• Passage to read
------------------------------------------------

Carey Jewitt Print
Wednesday, 25 April 2007
She talks about multimodal research; how technology changes theory, and teaching practice; and how different modes take precedence in classrooms of different cultures.

 




Q: What are your current research interests?


A: I'm interested in how different forms of communication, as they are configured in different places - the primary classroom, the secondary classroom, the museum or gallery - how those things provide different possibilities for thinking and engaging with knowledge. And how people's use of those resources can produce new kinds of meanings. The design of meaning in different spaces.

Being at the Knowledge Lab, I've stuck a big frame around that, saying 'All of this in the realm of technology.' And every now and again I panic because I'm not quite in the realm of technology.



But you are, because the multimodal research you do [see here for example] seems to be - or could be, or should be - central to how we learn with technology.

I think it is, but it's weird though. You know when academics suddenly realise something exists, that artists and designers and typographers have known forever? An academic suddenly realises, 'Do you know what? When you write, it's not just about the words you're using.'

Someone who has been typesetting and thinking about this for ages knows that. Everything has always been multimodal. But when we did the English project and the science project, we didn't see any new technologies in those classrooms at all.

You know when academics suddenly realise something exists, that artists and designers and typographers have known forever?

 



What was the English project?

It was between 2000 and 2003, called The Production of School English. The book from it was called English in Urban Classrooms. It asked the question, What is English as a school subject? In a sense, that question is brought about by the changing communicational landscape. In the past, it was quite clear what English was about - literature, language, these kinds of things. There was a complete connection between 'Englishness' - the sensibility of English - and literature. Literature as a way for the working class to become morally good.

You've got the official curriculum. But in classrooms, in schools that are ethnically and racially diverse, that are working class - what is that Englishness? How does the subject and the sensibility of studying it get realised today, and for what purposes?

So we looked at how English was being realised, not just through what teachers and students said and wrote but also the design of the classroom, what kinds of texts, what kinds of materials came in, whether or not images were in the classroom, how they were used, how gestures, body posture and position in the classroom of the teacher and students created meanings as well. So English - which common sense would just see as just about language - we looked at that as a site of multimodal communication.



Where does multimodal theory come from?

It comes from different places. In part from the Hallidayan functional systemic linguistics. That says that languages developed to fulfill social purposes, the representational needs of people, to represent the world - creating social relations and coherence.

reading images grew out of that desire to try and understand images in that way.

Other people working in the area started to say that It's just a kind of linguistic imperialism to take these ideas from languages and impose them on these other modes. People brought in ideas from art history or cinema, sociology of space and so on. And some carried on with a relatively pure linguistic approach- so there's a whole load of people doing multimodality who are very strictly systemic functional grammar linguists. And they apply those categorisations to images, buildings, whatever.

------------------------------------------------

• Data section

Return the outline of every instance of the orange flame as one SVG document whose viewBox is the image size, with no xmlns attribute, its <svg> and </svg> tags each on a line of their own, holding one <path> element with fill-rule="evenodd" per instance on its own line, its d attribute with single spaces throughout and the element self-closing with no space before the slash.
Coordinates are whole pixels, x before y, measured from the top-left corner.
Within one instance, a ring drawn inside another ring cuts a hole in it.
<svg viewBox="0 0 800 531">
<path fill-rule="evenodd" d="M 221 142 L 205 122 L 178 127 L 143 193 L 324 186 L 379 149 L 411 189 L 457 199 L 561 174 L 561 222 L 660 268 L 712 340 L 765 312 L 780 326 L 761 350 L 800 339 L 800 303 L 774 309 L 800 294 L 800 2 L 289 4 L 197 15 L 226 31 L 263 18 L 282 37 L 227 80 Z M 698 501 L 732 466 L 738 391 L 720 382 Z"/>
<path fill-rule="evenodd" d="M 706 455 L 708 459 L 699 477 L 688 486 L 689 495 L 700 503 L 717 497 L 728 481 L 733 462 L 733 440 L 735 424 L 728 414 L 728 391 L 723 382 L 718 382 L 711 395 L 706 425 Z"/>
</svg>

------------------------------------------------

• Given request A
Name every field that, according to the Carey Jewitt interview, people brought ideas in from when they objected to imposing ideas from languages on other modes.
• Given request B
Please say whether each statement agrees with the Carey Jewitt interview, answering yes or no and quoting the deciding words.
(i) The English project ran from 2000 to 2003.
(ii) New technologies were seen in the classrooms of the English and science projects.
(iii) The book from the English project was titled The Production of School English.
• Given request C
Resume the Carey Jewitt interview after its final sentence.

• Exercise result A
Art history, cinema, and the sociology of space.

• Exercise result B
(i) Yes: "It was between 2000 and 2003"
(ii) No: "we didn't see any new technologies in those classrooms at all."
(iii) No: "The book from it was called English in Urban Classrooms."

• Exercise result C
There's another lot who talk more about discourse analysis. They're working more with social interactionist ideas of turn taking, context - these kinds of things. Then there are other people still - like Charles Goodwin in the US, who does conversation analysis and ethnomethodology - who have expanded their work to look not just at what people are saying but what they're doing as well.

So it is kind of happening everywhere. Technology does have something to do with it. People say that conversation analysis came about because with tape recorders you could hold on to speech. And video cameras enable you to hold onto and look at interactions in different ways. So it's a combination of theorising, the technology to capture and look at it, and also the social landscape that changes the uses of technology as well. I think it's all of those things.

People say that conversation analysis came about because with tape recorders you could hold on to speech.

As texts - the materials that linguists were looking at - started to have more images in them - well, can you apply those ideas about meaning to the visual as well? So Gunther and Theo's work on



I always thought of it as looking at more than just language, but as you explain it, it's applying linguistic principles to other modes.

When Halliday developed social semiotics, and other theories of meaning - they dealt with language because that's what they dealt with. That's what the technology enabled looking at in a clear way. When he talks about ideational meaning - representing what's in the world, and interpersonal meaning - representing how human relations are constructed and the textual giving that all coherence, he develops that in relation to language.

But I think that if that is a higher order of social meaning, and if - as I think is the case - gesture and image and all these other things develop also to realize social functions, as people use them for their social purposes, alongside or independent of language, then why can't you say that all of those things are involved in realising similar kinds of meanings? I think they are.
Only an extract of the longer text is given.